**Task:**
The records below must be reproduced exactly, excluding any pictures.

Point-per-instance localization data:
..............................

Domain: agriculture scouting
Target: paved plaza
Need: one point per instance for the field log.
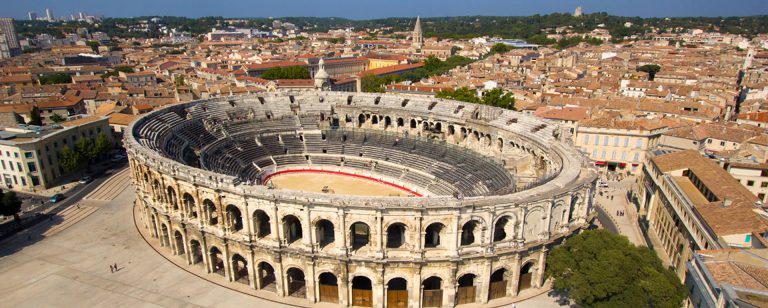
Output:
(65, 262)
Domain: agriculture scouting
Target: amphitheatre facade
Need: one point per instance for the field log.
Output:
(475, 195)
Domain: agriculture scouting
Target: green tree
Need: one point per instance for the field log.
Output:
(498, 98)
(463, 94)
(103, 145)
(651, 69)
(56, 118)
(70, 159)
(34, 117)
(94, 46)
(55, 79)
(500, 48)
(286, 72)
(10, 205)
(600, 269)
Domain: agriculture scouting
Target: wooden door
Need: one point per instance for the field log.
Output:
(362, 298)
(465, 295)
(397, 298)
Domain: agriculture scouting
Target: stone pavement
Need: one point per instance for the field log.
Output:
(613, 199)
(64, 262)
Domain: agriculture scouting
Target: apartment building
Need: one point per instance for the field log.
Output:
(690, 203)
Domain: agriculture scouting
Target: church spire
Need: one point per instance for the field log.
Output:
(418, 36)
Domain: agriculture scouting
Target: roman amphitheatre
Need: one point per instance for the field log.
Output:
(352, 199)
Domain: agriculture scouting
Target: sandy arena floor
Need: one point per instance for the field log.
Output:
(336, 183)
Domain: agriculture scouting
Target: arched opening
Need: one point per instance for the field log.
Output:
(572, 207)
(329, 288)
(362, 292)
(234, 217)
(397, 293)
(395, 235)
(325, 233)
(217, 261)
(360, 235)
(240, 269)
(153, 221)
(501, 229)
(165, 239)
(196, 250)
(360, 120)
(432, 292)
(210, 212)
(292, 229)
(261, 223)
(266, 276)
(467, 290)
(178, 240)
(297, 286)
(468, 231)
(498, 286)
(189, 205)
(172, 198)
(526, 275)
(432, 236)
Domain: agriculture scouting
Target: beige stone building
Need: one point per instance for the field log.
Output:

..............................

**Exercise result:**
Domain: agriculture scouting
Target: paved plaza
Need: one point per instance for the field log.
Output:
(65, 262)
Domain: agriculture scouting
Target: amphitheatre facade
Need: one point per instance for the field log.
Output:
(475, 195)
Domain: agriculture scouting
Target: green tree
Need: one point per instance for the field log.
Output:
(498, 98)
(463, 94)
(103, 145)
(651, 69)
(56, 118)
(70, 159)
(34, 117)
(94, 46)
(55, 79)
(500, 48)
(286, 72)
(10, 205)
(600, 269)
Domain: agriculture scouting
Target: wooden door
Need: one point per instance for the field log.
Output:
(362, 298)
(465, 295)
(397, 298)
Domain: agriculture scouting
Target: stone pavement
Need: one point per instance for the field log.
Output:
(613, 199)
(64, 262)
Domain: agriculture scouting
Target: apartment building
Need: one point per instance for the field log.
Output:
(690, 203)
Domain: agriculture scouting
Target: church spire
Need: one point per instance for the field log.
Output:
(418, 36)
Domain: agriculture scouting
Target: roman amphitheatre
Need: one point per instance for the field log.
Output:
(352, 199)
Domain: agriculture scouting
Target: sandy arena floor
Need: one point per instance for the field log.
Output:
(336, 183)
Domain: agriculture scouting
Target: arched opening
Need: one point per instance for the field log.
Output:
(572, 207)
(329, 288)
(362, 292)
(234, 217)
(397, 293)
(395, 235)
(325, 233)
(217, 261)
(360, 235)
(240, 269)
(153, 221)
(501, 229)
(165, 239)
(196, 250)
(360, 120)
(432, 292)
(210, 212)
(292, 229)
(261, 223)
(266, 276)
(467, 290)
(178, 240)
(297, 286)
(468, 231)
(498, 286)
(189, 205)
(172, 198)
(526, 275)
(432, 236)
Domain: agriculture scouting
Target: beige stone building
Need: one point per instance for the field log.
Output:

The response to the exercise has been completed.